* EXERCISE INPUT *
————

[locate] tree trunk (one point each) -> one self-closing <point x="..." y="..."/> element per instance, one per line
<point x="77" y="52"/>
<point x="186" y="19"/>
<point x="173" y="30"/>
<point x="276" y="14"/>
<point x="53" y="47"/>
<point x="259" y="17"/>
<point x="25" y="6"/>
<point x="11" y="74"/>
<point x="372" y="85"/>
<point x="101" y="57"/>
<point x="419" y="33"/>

————

* THE REQUEST *
Reproduce the data above line for line, with no changes.

* OUTPUT FOR THIS TASK *
[locate] tree trunk (one point each) -> one self-closing <point x="..." y="..."/> element per instance, one per line
<point x="77" y="52"/>
<point x="186" y="19"/>
<point x="173" y="30"/>
<point x="276" y="14"/>
<point x="53" y="47"/>
<point x="259" y="17"/>
<point x="25" y="6"/>
<point x="11" y="74"/>
<point x="372" y="85"/>
<point x="101" y="57"/>
<point x="419" y="33"/>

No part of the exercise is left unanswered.